§ **TEXT SHOWN**:
Under the Surface visit Scotland as jazz goes Dutch
Sanne Rambags of Under the Surface
Scotland gets its first extended taste of Going Dutch, a major UK and Ireland-wide celebration of jazz from the Netherlands, when one of Holland’s most intriguing new groups, Under the Surface tours here next week.
A joint initiative by the Jazz Promotion Network, a body comprised of promoters, festival organisers and media workers, and Dutch Performing Arts, Going Dutch has already seen Dutch musicians feature in weekend events in Newcastle and at Glasgow Jazz Festival, where the Slovenian-born, now Amsterdam-based pianist Kaja Draksler appeared last June.
Two pilot tours last autumn also saw the legendary Instant Composers Pool Orchestra play a series of concerts in England and Ireland and the young french horn-guitar-drums group Kapok visit England. Over the next eighteen months there will be further tours and festival appearances and Under the Surface, who were one of the highlights of the Jazz International festival in Rotterdam in October, are an ideal illustration of what the project set out to achieve.
“The Dutch jazz scene is especially vibrant at the moment,” says the Jazz Promotion Network’s Nod Knowles, formerly music director at the Scottish Arts Council. “Dutch musicians have always had a reputation for bringing a touch of theatre or performance art to the music. The veteran drummer with the Instant Composers Pool Orchestra, Han Bennink is the outstanding example, and we wanted to reflect this and introduce audiences over here to more of the same. At the same time, though, we’re looking to make connections so that our own musicians will be able to export themselves to the Netherlands and benefit from the work we’re doing on Dutch musicians’ behalf.”
Although not nearly as flamboyant as Han Bennink, Under the Surface’s drummer and spokesperson, Joost Lijbaart has the experience of working in a ground-breaking group back in the 1990s when the saxophonist Yuri Honing’s trio, popular visitors to Scotland, led the revival of jazz musicians interpreting pop songs of the day. In Honing’s hands songs by Abba, Blondie, the Police, Greenday and others became sketches for jazz adventures.
Lijbaart, who still works with Honing, was introduced to his colleagues in Under the Surface through Beaux Jazz, a project that offers young musicians an opportunity to collaborate with more experienced players.

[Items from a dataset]

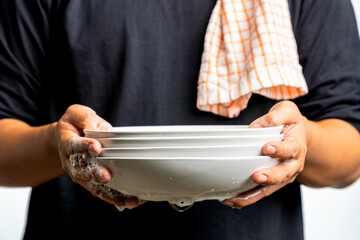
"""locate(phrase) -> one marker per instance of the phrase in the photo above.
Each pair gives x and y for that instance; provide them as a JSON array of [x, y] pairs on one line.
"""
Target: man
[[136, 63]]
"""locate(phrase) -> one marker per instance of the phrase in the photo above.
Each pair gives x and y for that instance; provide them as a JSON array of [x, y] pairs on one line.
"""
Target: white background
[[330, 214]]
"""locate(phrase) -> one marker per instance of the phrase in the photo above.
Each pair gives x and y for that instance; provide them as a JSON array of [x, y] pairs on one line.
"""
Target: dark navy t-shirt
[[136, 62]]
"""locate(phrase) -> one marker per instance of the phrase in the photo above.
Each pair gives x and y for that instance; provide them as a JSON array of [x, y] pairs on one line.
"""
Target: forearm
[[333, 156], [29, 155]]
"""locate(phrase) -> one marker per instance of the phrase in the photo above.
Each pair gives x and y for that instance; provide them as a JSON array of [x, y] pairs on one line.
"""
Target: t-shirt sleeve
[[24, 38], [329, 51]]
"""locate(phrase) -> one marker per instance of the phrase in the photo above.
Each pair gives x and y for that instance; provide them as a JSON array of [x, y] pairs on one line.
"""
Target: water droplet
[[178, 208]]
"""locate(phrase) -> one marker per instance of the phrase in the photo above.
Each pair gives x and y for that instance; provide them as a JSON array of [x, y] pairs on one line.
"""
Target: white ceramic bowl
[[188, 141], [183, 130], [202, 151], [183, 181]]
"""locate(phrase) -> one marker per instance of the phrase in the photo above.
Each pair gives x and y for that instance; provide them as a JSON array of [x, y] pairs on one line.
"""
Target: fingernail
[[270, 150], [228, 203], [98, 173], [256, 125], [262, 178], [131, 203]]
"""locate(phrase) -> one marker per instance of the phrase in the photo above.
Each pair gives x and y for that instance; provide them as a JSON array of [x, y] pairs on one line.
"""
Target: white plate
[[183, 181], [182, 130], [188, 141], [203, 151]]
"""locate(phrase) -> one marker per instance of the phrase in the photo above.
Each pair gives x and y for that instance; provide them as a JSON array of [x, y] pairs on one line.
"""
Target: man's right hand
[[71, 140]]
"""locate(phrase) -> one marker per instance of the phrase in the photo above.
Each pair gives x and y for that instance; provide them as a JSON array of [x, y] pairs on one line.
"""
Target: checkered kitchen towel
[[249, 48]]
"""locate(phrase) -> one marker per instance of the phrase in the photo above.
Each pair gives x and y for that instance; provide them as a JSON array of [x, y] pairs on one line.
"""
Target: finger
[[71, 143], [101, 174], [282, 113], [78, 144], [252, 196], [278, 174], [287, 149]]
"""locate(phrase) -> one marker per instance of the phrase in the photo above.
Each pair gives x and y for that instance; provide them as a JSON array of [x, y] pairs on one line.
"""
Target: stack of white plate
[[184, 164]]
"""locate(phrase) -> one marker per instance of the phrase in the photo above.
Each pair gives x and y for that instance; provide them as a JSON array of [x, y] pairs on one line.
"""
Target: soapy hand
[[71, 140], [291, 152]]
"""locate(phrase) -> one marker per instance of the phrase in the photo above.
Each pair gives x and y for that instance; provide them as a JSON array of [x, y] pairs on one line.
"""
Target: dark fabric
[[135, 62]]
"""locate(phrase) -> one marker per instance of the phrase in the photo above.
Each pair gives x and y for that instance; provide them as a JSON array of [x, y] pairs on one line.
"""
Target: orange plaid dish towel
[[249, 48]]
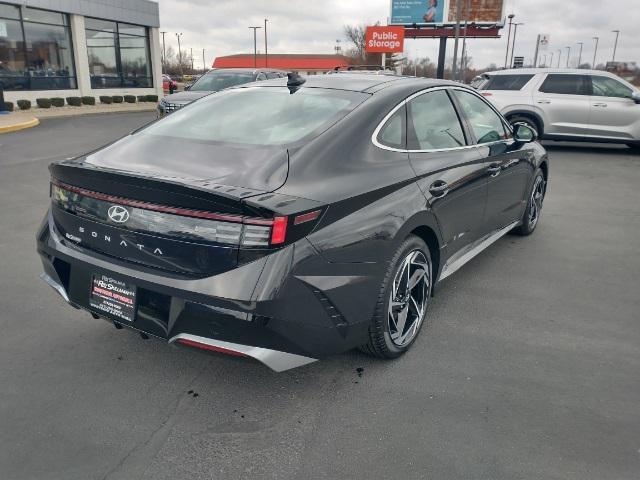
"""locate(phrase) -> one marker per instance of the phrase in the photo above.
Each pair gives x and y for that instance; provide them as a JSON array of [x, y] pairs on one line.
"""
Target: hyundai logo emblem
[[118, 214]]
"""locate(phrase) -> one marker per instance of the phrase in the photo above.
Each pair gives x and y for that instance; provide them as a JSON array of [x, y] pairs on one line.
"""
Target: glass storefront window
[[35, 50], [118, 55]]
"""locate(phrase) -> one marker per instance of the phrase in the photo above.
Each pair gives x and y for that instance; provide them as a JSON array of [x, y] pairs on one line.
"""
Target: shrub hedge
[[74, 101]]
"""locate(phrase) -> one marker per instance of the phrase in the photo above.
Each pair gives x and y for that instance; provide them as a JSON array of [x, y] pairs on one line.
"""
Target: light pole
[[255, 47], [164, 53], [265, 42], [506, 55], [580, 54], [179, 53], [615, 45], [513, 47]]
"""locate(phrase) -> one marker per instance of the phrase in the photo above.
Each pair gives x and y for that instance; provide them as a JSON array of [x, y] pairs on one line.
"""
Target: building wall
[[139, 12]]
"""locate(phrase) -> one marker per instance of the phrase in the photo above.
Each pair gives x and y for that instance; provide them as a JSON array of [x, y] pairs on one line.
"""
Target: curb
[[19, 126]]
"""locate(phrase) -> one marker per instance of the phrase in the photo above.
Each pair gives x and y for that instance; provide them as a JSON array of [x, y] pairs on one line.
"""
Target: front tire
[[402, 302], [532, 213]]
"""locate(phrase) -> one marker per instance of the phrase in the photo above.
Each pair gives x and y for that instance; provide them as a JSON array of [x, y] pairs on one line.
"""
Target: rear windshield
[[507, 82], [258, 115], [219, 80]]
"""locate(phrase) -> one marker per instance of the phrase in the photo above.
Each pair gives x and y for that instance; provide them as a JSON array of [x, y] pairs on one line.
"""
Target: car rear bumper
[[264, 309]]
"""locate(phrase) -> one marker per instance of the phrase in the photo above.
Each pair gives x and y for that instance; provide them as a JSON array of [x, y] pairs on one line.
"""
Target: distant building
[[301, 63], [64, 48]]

§ **REQUESTS**:
a - Return the stretch of the article on Dutch jazz from "A joint initiative" through "out to achieve.", copied word for word.
b - Please rewrite the stretch of the listing from its start through the line containing "[[136, 62]]", replacing "photo" with "image" and leaving everything else unchanged. Give only those lines, and leave the pictures out.
The listing is unrelated to the article on Dutch jazz.

§ **RESULTS FOR THE EXERCISE**:
a -
A joint initiative by the Jazz Promotion Network, a body comprised of promoters, festival organisers and media workers, and Dutch Performing Arts, Going Dutch has already seen Dutch musicians feature in weekend events in Newcastle and at Glasgow Jazz Festival, where the Slovenian-born, now Amsterdam-based pianist Kaja Draksler appeared last June.
Two pilot tours last autumn also saw the legendary Instant Composers Pool Orchestra play a series of concerts in England and Ireland and the young french horn-guitar-drums group Kapok visit England. Over the next eighteen months there will be further tours and festival appearances and Under the Surface, who were one of the highlights of the Jazz International festival in Rotterdam in October, are an ideal illustration of what the project set out to achieve.

b -
"""locate(phrase) -> one marker per instance of the phrase in the image above.
Each pair gives x and y for that instance; provide them as a JSON array of [x, y] pairs on one line.
"""
Target: man
[[136, 63]]
"""locate(phrase) -> one marker per instance of the phrase in the image above.
Each pair gives x and y for that instance; provide them as a JSON array of [x, y] pairs on one line.
"""
Target: white background
[[330, 214]]
"""locate(phrase) -> one marker per instance of the phrase in the image above.
Each pair gives x and y for that instance; provide them as a JSON array of [x, y] pairs on one line.
"""
Target: dark navy t-shirt
[[136, 62]]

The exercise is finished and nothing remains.